(Extracted text):
There are two ways to describe the confrontation between Congress and the Bush administration over funding for the Iraq surge. You can pretend that it’s a normal political dispute. Or you can see it for what it really is: a hostage situation, in which a beleaguered President Bush, barricaded in the White House, is threatening dire consequences for innocent bystanders — the troops — if his demands aren’t met.

[snip]

What’s at stake right now is the latest Iraq “supplemental.” Since the beginning, the administration has refused to put funding for the war in its regular budgets. Instead, it keeps saying, in effect: “Whoops! Whaddya know, we’re running out of money. Give us another $87 billion.”

At one level, this is like the behavior of an irresponsible adolescent who repeatedly runs through his allowance, each time calling his parents to tell them he’s broke and needs extra cash.

What I haven’t seen sufficiently emphasized, however, is the disdain this practice shows for the welfare of the troops, whom the administration puts in harm’s way without first ensuring that they’ll have the necessary resources.

As long as a G.O.P.-controlled Congress could be counted on to rubber-stamp the administration’s requests, you could say that this wasn’t a real problem, that the administration’s refusal to put Iraq funding in the regular budget was just part of its usual reliance on fiscal smoke and mirrors. But this time Mr. Bush decided to surge additional troops into Iraq after an election in which the public overwhelmingly rejected his war — and then dared Congress to deny him the necessary funds. As I said, it’s an act of hostage-taking.

Actually, it’s even worse than that. According to reports, the final version of the funding bill Congress will send won’t even set a hard deadline for withdrawal. It will include only an “advisory,” nonbinding date. Yet Mr. Bush plans to veto the bill all the same — and will then accuse Congress of failing to support the troops.

[snip]

Everyone talks about the political risks of confrontation, recalling the backlash when Newt Gingrich shut down the federal government in 1995. But there’s a big difference between trying to force a fairly popular president to accept deep cuts in Medicare — which is what the 1995 confrontation was about — and trying to get a deeply unpopular, distrusted president to set some limits on an immensely unpopular war.

Meanwhile, there are big political risks on the other side. If Congress responds to a presidential veto by offering an even weaker bill, voters may well react with disgust, concluding that the whole debate over the war was nothing but political theater.

(Given information):
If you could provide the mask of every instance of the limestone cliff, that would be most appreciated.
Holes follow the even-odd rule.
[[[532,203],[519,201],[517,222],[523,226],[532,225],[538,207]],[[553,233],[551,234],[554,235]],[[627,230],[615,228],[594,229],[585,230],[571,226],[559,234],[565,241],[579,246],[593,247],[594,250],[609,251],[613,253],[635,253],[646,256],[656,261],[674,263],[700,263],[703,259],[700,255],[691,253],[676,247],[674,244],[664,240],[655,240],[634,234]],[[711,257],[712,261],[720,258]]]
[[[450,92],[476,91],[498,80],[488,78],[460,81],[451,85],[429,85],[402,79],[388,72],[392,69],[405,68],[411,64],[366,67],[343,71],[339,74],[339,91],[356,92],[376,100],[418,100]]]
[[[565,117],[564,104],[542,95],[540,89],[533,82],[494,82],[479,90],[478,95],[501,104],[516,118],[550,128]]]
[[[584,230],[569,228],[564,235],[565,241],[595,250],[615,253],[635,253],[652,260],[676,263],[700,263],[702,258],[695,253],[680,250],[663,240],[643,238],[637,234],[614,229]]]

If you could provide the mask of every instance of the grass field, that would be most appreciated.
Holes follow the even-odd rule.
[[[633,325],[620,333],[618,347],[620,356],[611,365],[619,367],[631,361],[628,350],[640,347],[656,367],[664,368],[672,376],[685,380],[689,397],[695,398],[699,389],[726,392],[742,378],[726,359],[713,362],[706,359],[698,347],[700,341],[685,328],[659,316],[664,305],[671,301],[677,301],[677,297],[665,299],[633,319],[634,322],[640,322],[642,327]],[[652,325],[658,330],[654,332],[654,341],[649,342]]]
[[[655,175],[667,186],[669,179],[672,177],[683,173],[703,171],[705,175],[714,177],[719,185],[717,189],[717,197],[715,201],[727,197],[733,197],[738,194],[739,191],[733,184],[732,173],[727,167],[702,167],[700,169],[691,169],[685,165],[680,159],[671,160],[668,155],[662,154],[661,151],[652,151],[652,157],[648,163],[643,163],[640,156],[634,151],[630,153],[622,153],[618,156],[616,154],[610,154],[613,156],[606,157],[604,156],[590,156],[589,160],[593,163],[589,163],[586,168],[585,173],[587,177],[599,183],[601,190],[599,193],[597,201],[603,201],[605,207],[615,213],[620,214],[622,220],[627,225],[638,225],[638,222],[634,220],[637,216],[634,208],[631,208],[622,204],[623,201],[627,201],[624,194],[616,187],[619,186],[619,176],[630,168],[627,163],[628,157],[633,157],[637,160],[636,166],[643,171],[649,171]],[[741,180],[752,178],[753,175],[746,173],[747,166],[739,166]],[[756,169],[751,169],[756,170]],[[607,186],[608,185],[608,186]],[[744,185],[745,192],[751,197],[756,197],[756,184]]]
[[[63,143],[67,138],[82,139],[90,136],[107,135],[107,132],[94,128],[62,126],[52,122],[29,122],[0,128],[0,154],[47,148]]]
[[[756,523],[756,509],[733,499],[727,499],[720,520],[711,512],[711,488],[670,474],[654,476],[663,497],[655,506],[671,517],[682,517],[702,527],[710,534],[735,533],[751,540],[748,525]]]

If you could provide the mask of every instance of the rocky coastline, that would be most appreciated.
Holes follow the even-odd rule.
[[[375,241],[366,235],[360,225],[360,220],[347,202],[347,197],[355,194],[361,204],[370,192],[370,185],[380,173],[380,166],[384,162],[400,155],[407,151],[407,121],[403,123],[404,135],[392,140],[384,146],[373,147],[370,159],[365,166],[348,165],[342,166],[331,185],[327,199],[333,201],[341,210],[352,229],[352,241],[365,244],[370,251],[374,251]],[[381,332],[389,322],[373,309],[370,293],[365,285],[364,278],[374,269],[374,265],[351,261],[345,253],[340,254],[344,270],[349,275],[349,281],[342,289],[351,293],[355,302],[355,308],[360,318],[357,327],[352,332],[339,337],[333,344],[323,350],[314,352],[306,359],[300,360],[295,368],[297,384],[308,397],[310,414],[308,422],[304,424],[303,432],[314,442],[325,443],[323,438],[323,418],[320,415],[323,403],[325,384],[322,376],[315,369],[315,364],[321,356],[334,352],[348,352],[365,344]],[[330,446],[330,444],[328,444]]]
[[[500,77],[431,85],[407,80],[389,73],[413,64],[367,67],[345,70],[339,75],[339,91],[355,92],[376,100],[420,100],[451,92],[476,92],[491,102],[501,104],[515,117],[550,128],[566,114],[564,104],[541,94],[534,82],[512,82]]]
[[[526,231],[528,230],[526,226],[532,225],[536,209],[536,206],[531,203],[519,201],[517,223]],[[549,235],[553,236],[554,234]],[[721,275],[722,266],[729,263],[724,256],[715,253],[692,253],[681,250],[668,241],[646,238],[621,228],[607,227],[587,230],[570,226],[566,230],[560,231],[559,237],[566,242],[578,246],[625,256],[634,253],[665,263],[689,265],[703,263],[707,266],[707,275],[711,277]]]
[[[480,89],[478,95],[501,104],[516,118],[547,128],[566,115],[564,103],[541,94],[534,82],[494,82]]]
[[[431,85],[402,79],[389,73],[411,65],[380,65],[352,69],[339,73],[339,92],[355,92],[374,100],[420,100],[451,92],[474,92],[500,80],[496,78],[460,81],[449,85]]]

(Problems and tasks):
- 1) In the column on Iraq war funding, what was the 1995 confrontation about?
- 2) Extend the column on Iraq war funding, picking up after its final sentence.
The listing has nothing to do with the column on Iraq war funding.

(List of answers):
- 1) It was about trying to force a fairly popular president to accept deep cuts in Medicare.

- 2)
[snip]

The fact is that Mr. Bush’s refusal to face up to the failure of his Iraq adventure, his apparent determination to spend the rest of his term in denial, has become a clear and present danger to national security. Thanks to the demands of the Iraq war, we’re already a superpower without a strategic reserve, unable to respond to crises that might erupt elsewhere in the world. And more and more military experts warn that repeated deployments in Iraq — now extended to 15 months — are breaking the back of our volunteer military.

If nothing is done to wind down this war during the 21 months — 21 months! — Mr. Bush has left, the damage may be irreparable.


Krugman is being charitable here. The damage is already irreparable. It's hard to believe that one president of limited acumen can wreck an entire world in just six short years. But with the help of a rubberstamp Republican Congress for five-and-three-quarters of them, and a craven and cowardly Democratic one for the first quarter of 2007 that is now planning to cave and submit a bill containing an "advisory" withdrawal date, that's exactly what he's done.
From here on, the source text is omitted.